• [Excerto da página]:
────────────────────

A simbiose necessária: Reforçar a interação turismo‐economia local

O impacto do turismo em Cabo Verde
estende-se para além do setor hoteleiro, alcançando, com maior ou menor
intensidade, áreas como a restauração, o transporte, o entretenimento e
diversas cadeias de suprimentos, desde a agricultura até ao artesanato.
Em 2019, o turismo representava 21,3% do Produto Interno Bruto (PIB) e, com os desenvolvimentos recentes, estima-se que a sua participação já tenha atingido os 25%. Esta importância estatística sublinha o papel estratégico do turismo, não só na geração de receitas que contribuem para o equilíbrio da balança de pagamentos e para o financiamento de programas sociais e investimentos públicos, mas também na criação de emprego e na dinamização de atividades económicas complementares.

Hoje, prevalecem, no país, o modelo de “resorts” de grande escala do tipo “all-inclusive”, concentrados nas Ilhas do Sal e da Boa Vista.
O “all-inclusive” em Cabo Verde deve ser interpretado como uma solução empresarial para responder às demandas de serviços turísticos, uma vez que não existe, nas principais ilhas turísticas do país, a capacidade de oferta desses serviços em quantidade e qualidade.

────────────────────

• [Tarefa curta A]: Quantas linhas da listagem abaixo contêm a palavra "toaster"? Indique apenas esse número.

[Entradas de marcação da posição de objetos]
────────────────────

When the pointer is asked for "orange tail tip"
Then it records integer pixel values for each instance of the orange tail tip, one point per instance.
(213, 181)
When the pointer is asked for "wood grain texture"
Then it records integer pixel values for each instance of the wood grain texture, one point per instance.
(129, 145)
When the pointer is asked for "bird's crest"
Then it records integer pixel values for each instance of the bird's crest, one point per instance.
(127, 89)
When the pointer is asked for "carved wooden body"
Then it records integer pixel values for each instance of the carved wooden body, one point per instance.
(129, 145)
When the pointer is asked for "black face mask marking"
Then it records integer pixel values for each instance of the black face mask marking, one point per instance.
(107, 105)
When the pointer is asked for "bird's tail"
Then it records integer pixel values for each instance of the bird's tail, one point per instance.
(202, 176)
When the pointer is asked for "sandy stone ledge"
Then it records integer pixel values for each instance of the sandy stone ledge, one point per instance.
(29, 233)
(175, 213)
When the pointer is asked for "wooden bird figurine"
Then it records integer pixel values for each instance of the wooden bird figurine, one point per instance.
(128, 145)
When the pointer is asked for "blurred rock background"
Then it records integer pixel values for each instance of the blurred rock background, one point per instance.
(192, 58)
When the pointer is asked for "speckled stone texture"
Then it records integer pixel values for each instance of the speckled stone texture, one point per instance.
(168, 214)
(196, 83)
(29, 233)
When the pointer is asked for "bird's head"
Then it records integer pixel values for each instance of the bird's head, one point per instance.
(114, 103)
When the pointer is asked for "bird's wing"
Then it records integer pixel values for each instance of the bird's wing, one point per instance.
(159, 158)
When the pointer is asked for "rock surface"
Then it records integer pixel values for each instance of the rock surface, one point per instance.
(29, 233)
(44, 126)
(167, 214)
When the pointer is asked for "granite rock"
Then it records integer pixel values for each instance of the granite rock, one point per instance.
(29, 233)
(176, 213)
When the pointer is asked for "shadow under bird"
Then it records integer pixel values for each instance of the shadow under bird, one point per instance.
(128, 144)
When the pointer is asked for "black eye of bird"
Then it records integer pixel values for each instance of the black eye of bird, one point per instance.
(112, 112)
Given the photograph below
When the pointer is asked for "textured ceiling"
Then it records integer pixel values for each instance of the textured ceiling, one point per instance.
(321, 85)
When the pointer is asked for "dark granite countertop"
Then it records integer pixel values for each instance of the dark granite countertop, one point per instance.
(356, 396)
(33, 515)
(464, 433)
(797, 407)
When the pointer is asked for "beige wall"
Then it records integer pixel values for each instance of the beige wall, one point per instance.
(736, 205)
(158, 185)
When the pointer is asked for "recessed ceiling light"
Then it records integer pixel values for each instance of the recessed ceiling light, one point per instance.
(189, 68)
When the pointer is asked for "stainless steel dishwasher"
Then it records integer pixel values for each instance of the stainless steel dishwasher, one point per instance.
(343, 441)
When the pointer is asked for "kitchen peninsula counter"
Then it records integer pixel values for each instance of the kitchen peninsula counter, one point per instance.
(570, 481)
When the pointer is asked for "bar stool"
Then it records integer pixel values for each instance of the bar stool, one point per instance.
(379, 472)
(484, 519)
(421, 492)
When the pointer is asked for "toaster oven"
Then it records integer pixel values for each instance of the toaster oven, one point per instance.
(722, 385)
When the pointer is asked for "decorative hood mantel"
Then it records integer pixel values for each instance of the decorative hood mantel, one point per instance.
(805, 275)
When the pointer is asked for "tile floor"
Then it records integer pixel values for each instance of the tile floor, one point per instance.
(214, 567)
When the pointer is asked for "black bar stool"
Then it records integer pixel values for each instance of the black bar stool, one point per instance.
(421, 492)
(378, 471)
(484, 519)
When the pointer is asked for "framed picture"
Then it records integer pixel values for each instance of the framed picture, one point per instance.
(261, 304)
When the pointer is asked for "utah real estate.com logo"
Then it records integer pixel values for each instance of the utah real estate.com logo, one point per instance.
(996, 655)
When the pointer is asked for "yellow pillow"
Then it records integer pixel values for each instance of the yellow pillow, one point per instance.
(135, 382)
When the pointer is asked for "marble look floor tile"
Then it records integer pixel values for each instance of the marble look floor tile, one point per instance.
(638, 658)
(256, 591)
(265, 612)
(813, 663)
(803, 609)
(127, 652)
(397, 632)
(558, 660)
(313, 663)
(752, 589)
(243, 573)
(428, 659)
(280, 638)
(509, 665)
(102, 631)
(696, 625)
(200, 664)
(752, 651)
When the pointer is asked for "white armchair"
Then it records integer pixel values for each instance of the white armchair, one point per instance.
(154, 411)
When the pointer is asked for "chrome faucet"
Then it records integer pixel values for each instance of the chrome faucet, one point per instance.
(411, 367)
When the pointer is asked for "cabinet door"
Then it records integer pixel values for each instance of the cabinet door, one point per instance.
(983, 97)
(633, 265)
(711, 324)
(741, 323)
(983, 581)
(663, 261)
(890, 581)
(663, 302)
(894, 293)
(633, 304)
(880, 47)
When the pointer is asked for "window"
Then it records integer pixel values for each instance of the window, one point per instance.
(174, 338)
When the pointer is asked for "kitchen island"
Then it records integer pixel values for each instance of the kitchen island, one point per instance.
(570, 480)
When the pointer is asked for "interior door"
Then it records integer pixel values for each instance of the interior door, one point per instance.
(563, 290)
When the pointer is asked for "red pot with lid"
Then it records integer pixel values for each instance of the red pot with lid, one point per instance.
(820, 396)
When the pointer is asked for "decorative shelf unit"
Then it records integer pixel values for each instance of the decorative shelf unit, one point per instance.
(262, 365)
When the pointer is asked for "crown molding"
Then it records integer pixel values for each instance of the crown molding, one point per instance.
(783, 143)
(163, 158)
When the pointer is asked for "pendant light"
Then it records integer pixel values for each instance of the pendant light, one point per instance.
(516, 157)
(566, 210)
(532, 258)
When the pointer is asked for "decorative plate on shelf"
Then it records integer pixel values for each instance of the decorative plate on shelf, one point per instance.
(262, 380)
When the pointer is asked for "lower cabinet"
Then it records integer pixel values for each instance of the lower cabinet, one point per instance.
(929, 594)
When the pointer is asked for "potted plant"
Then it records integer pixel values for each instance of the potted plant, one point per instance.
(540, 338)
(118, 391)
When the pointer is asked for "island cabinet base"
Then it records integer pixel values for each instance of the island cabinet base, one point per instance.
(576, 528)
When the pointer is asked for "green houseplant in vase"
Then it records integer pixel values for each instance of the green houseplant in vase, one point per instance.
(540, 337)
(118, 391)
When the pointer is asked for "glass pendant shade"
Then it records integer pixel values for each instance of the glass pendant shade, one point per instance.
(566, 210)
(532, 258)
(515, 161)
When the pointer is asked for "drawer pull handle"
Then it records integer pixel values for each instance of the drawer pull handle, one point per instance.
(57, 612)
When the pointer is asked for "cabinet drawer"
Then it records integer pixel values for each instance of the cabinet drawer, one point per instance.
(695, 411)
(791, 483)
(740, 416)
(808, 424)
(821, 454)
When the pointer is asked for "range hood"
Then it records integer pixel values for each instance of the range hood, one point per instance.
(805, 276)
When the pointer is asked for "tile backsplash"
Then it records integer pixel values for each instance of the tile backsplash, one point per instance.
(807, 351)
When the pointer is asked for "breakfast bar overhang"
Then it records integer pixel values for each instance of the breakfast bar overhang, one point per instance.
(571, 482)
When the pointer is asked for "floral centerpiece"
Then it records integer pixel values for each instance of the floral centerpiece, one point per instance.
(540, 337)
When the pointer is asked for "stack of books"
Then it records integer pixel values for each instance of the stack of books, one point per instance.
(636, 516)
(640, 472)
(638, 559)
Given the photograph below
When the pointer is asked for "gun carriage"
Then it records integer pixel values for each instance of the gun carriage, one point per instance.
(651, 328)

────────────────────

• [Tarefa curta B]: Dê seguimento ao texto sobre o turismo em Cabo Verde a partir da última frase apresentada.

• [Resposta correta A]: 2

• [Resposta correta B]:
Além da reconhecida importância na criação do destino, através de ligações aéreas que proporcionam aos principais mercados emissores de turistas, um estudo do Banco Mundial, que analisa a ligação do turismo com a pobreza em Cabo Verde, conclui que cada quarto de grandes hotéis “all-inclusive” instalados nas ilhas de Boa Vista e Sal tem gerado mais benefício para o país do que quartos dos outros hotéis de pequena escala instalados noutras ilhas[2]. Esta conclusão é baseada na taxa de ocupação, número de empregos, imposto gerado e consumo de alguns serviços/produtos locais (transporte, hortícolas, iogurtes, refrigerantes, etc.) verificados nesses hotéis.
Esse mesmo estudo conclui, também, que o modelo de turismo baseado em hotéis “all-inclusive” e predominantemente orientado para o sol e mar, revela limitações na sua interação com a economia local, para além de apresentar vulnerabilidades económicas e limitar o crescimento sustentável a longo prazo. Na verdade, grande parte dos bens e serviços consumidos pelos turistas – desde alimentos e bebidas a produtos artesanais – são importados, o que resulta numa fuga de capitais e num aproveitamento aquém do potencial dos recursos nacionais. Esta dependência excessiva das importações expõe a economia a flutuações do mercado turístico internacional e limita os efeitos multiplicadores que poderiam ser alcançados através de uma integração mais profunda entre o setor turístico e a produção local.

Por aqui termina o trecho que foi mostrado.